## Task item A
In the article on coronavirus loan programs, switch "checking accounts" to "savings accounts" and give the passage again from "It was later" to "over fraud concerns.".
## Task item B
According to the article on coronavirus loan programs, how much money had the Main Street Lending Program loaned between its launch and Sept. 3?
## Task item C
Name every federal coronavirus loan program mentioned in the article on coronavirus loan programs.

____ Provided passage

Last week was rough for business-targeted federal coronavirus loan programs. First, JPMorgan Chase sent a cryptic warning in a memo to its 250,000-plus employees worldwide indicating that it had "seen conduct," including misuse of loans by customers and staff, "that does not live up to our business and ethical principles — and may even be illegal."
It was later reported the bank fired several employees who improperly applied for and received funds through the Economic Injury Disaster Loan (EIDL) program after it noticed suspicious amounts of money had been deposited into checking accounts owned by bank employees. The Small Business Administration's (SBA) inspector general in July called for closer oversight of the program over fraud concerns.
Then the Project On Government Oversight (POGO) found banks in July filed more than double the previous month's number of reports of suspected business loan fraud. June's number — the previous record — was more than triple the monthly average the Financial Crimes Enforcement Network (FinCEN) has been logging since 2014. The report came on the same day the Justice Department announced it has charged 57 people with Paycheck Protection Program (PPP) fraud since April.
Considering those twin black eyes, it's no wonder lawmakers are taking such pains to see that the other other coronavirus bailout — the Main Street Lending Program — succeeds.
At issue is the program's moribund level of interest from potential borrowers. Just $1.2 billion of the $600 billion set aside for the program had been loaned between Main Street's June 15 launch and Sept. 3. By comparison, PPP's $350 billion first wave ran out in 13 days.
Lawmakers and experts at a Wednesday hearing debated how to juice the program. Suggestions ranged from reducing the amount of risk banks would carry to cutting the minimum loan threshold so more businesses would qualify. The Fed has already tried each of those measures — leaving banks on the hook for 5% of the program's riskiest loans rather than 15%, and lowering the minimum to $250,000 from $1 million.
The latter has failed to prove persuasive to smaller borrowers. Only 11 of the 118 loans approved through the program by the end of August were for less than $1 million.
Nonetheless, Hal Scott, president of the Committee on Capital Markets Regulation, testified Wednesday he was recommending the Fed buy 100% of Main Street loans from banks and reduce the minimum loan threshold to $100,000. He also suggested a much longer payback time frame for borrowers. The Fed in June also extended the loan term from four years to five. Scott is seeking 10.
Borrowers now can defer principal payments on their loans for two years.
"The current approach has been tried and found wanting," Scott said at the hearing.
A long-standing theory regarding the comparative dearth of demand for Main Street loans is that borrowers are finding credit elsewhere. Sen Pat Toomey, R-Pa., backed up that assumption at Wednesday's hearing, saying that scenario was "entirely possible," but that it's "still too soon to call this program a failure."

________
____ Provided records

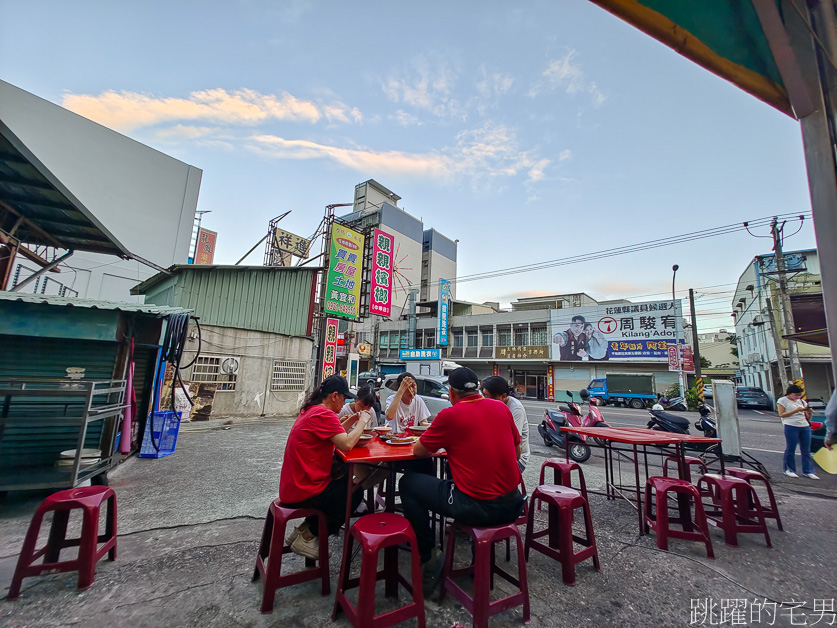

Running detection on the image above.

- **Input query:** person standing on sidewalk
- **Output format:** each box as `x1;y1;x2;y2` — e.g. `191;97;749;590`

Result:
776;384;819;480
482;375;529;472
823;390;837;449
279;375;371;559
399;368;523;595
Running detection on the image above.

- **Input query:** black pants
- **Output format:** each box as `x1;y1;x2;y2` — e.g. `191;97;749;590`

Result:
287;473;363;536
398;473;523;562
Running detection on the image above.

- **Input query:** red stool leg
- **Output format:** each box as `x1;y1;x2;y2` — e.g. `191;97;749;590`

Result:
78;508;99;590
44;509;70;563
695;491;715;559
105;493;116;560
7;506;49;600
473;541;494;628
515;532;532;624
654;490;668;551
357;548;378;626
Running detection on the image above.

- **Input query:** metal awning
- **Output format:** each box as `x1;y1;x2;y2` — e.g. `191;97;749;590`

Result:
782;329;828;347
0;120;131;258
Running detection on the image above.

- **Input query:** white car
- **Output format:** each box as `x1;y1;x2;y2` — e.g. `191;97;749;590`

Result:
378;375;451;421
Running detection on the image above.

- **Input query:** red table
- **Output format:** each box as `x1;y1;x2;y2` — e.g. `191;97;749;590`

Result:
561;426;724;535
335;435;444;608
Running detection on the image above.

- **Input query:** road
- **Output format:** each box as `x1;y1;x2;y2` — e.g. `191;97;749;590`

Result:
522;400;837;492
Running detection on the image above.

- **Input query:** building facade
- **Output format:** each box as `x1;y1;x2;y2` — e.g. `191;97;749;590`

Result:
732;249;834;400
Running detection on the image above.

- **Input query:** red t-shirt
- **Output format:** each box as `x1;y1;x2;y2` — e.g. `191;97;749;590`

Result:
279;405;346;504
419;395;520;499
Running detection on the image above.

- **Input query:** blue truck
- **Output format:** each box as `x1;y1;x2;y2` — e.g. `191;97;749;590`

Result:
587;373;657;409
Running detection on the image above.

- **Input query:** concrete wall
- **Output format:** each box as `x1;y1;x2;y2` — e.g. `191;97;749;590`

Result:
183;326;313;417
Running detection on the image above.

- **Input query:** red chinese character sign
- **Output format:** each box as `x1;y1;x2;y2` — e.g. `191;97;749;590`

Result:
369;229;395;317
323;318;337;379
325;222;364;321
195;227;218;266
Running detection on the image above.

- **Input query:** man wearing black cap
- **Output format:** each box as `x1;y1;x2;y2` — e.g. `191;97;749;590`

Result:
399;368;523;594
279;375;371;559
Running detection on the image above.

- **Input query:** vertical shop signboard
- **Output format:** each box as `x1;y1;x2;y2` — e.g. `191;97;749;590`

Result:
546;364;555;401
323;318;337;379
325;222;363;321
369;229;395;318
436;279;450;347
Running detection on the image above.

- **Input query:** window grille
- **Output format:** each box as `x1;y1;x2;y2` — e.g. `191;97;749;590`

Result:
270;360;305;392
192;355;240;392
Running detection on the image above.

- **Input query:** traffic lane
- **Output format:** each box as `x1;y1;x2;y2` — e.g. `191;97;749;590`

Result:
521;399;785;454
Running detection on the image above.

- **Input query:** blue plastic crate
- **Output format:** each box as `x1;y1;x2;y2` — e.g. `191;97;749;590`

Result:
140;410;180;458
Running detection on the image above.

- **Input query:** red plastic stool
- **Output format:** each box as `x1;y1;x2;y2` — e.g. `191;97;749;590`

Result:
525;484;602;586
538;458;587;499
726;467;782;532
698;473;773;547
331;512;425;628
645;477;715;558
663;456;709;482
8;486;116;600
439;521;531;628
252;499;331;613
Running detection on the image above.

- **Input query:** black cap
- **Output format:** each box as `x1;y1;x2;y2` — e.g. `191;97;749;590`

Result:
320;375;356;399
448;366;480;393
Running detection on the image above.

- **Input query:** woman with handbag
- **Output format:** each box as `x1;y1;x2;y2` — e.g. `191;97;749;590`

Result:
776;384;819;480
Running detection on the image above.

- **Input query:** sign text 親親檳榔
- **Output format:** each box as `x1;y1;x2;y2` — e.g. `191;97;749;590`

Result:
399;349;442;360
436;279;450;347
369;229;395;317
324;222;364;320
550;300;683;362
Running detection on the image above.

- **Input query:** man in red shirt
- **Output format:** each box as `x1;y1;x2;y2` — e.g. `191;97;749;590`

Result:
399;368;523;594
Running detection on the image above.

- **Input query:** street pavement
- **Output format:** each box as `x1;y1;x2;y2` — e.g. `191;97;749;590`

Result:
523;400;837;498
0;402;837;628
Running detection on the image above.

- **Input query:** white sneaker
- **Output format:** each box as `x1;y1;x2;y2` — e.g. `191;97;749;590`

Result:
291;534;320;560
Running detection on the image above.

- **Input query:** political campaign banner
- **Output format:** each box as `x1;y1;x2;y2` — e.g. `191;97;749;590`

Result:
550;299;684;362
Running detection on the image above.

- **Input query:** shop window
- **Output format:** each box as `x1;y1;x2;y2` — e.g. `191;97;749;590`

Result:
270;360;305;392
532;325;549;346
452;331;462;348
192;355;240;392
497;327;511;347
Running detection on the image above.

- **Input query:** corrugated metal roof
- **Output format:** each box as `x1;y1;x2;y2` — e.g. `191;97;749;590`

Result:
131;265;320;336
0;290;189;316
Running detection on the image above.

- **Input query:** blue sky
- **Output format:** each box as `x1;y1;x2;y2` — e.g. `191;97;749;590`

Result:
0;0;814;330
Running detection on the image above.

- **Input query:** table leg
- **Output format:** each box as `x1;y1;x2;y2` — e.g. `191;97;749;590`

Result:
633;444;644;536
672;443;694;532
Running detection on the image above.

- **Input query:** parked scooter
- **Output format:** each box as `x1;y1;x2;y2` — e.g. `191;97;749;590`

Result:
538;391;591;462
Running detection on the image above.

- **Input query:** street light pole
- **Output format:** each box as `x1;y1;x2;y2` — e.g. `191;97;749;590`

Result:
671;264;694;400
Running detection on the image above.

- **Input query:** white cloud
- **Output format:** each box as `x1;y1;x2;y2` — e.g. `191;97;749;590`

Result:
381;57;465;118
62;88;362;132
529;50;607;107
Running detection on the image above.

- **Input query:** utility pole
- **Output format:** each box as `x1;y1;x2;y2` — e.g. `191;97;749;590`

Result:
689;288;704;401
765;297;789;395
770;218;802;380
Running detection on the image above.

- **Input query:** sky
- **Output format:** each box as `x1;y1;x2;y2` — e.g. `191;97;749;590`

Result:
0;0;815;331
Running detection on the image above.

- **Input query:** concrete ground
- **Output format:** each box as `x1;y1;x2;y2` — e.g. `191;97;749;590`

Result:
0;418;837;628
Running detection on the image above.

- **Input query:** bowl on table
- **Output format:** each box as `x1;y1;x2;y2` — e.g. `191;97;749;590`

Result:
355;434;373;447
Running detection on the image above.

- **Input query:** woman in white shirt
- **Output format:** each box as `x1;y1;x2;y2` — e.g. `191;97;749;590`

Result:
776;384;819;480
385;373;430;434
482;375;529;471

________

## Written solution A
It was later reported the bank fired several employees who improperly applied for and received funds through the Economic Injury Disaster Loan (EIDL) program after it noticed suspicious amounts of money had been deposited into savings accounts owned by bank employees. The Small Business Administration's (SBA) inspector general in July called for closer oversight of the program over fraud concerns.

## Written solution B
$1.2 billion of the $600 billion set aside for the program.

## Written solution C
- Economic Injury Disaster Loan (EIDL) program
- Paycheck Protection Program (PPP)
- Main Street Lending Program